4年ほど前に祖母にもらった指輪があって、今日もつけている。
ある帰省した日の夜、居間に呼ばれて「もういつまで覚えていられるかわからないから」という言葉と共にもらった。指輪とポストカード2枚。30年近く前に買ったもののはずなのに、ポストカードは少し横が擦れていただけでとても綺麗だった。入れてあった封筒はだいふ褪せていたけれど、多分とても大事に保管していたのだと思う。
「結婚したときは戦争中で何もなかったから、ヨーロッパに旅行に行った時におじいさんに、結婚50周年だから何か買ってください。と言って買ってもらったの。そんなにいいものじゃないけれど。」と言葉を添えて渡された。傷だらけだったけれど、私の目でも分かるくらい明らかにいいものだった。少しぶかぶかだけれど、私の指から落ちることもなくハマった。
祖母が「もうね、何もなくて。おまえは大学を出てるでしょう。おれも出たかった。作家になりたいとか夢見たこともあった。でもなーんもなくってね。書くものも本当に何もなくって。」と「何もなかった」と繰り返し繰り返し言った。そういえば祖母はほんの少し前まで別れ際にメモ用紙に書いた手紙みたいなものを必ずくれていて、その字は90歳近い人とは思えないくらい、しゃんとしてきれいだった。やっとの思いで「でもおばあちゃんは日記をずっと書いてたじゃん」と言ったら「あんなもん、ぜんぶ燃やしてしまった。もういつ死んでもおかしくない」と言うので「そんなこと言わないで」と涙声で言ったけれど、笑われた。
実家は新潟で、農家だったのできっと食べるものは都会よりあったし、そこまで空襲も無かったのだろうと思っていたけれど、甘かった。新潟市も、長岡市もめためたにやられていた。全く知らなかった。授業でほんの短い間やったのだろうけれど、覚えていない。そもそも「そこまで空襲もなかった」っていう自分の認識が甘すぎる。戦争なんだから絶対に人は死んでるんだよ。もちろん悼む気持ちはあるのだけれど、知識とそれに伴う解像度が子供の頃とは断然違う。
上にリンクを貼ったけれど、長岡空襲の時は1時間40分におよぶ空襲で1488人が亡くなったという記録があった。先日私が映画を観たスクリーンは座席数が約400で、劇場に入った時「今日のスクリーンは大きいし席数が多いな」と思った記憶がある。

■ データ抜粋
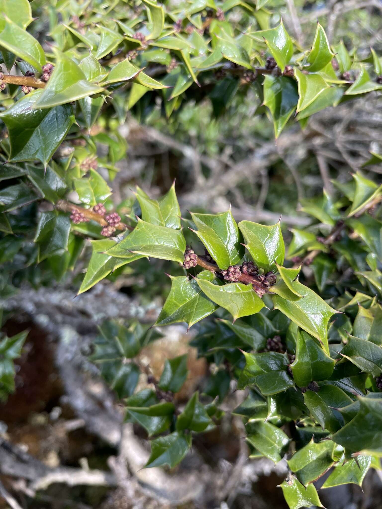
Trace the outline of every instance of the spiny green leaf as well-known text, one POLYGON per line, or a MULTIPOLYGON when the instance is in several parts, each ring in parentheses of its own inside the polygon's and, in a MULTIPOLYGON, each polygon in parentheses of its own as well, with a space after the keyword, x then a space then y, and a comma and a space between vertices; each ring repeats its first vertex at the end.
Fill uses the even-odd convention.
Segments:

■ 課題 A
祖母の指輪の文章によると、祖母はどこへ旅行した時にその指輪を買ってもらいましたか。
■ 課題 B
祖母の指輪の文章を、最後の文の後から続けて書いてください。
一覧の内容はここでは使いません。

■ 解答 A
ヨーロッパに旅行に行った時です。

■ 解答 B
祖父が「昔貧乏だった」という話をよくするのだけれど、ご飯が無いとかそういうことよりも、病弱だった母親に適切な医療をうけさせてあげることができなかったという後悔の念が強いように聞こえてならない。そのことは祖父のその後の人生にとても大きい影響を与えたのだなとよく思う。自分から話したがらないのであまり知らないけれど、葬式とか、折にふれて感じることはよくあった。
「貧乏」という、自分の家の問題(のように思えること)と、「戦争」という国を挙げてのことが結びつかなかった可能性もあるし、それを言葉にできなかったという想像もできる。少なくとも戦争が無かったら祖父はあそこまで自分を責めなくてよかったのではないか、祖母はやりたいことに一歩でも近づけたのではないか、などなど想像が止まらない。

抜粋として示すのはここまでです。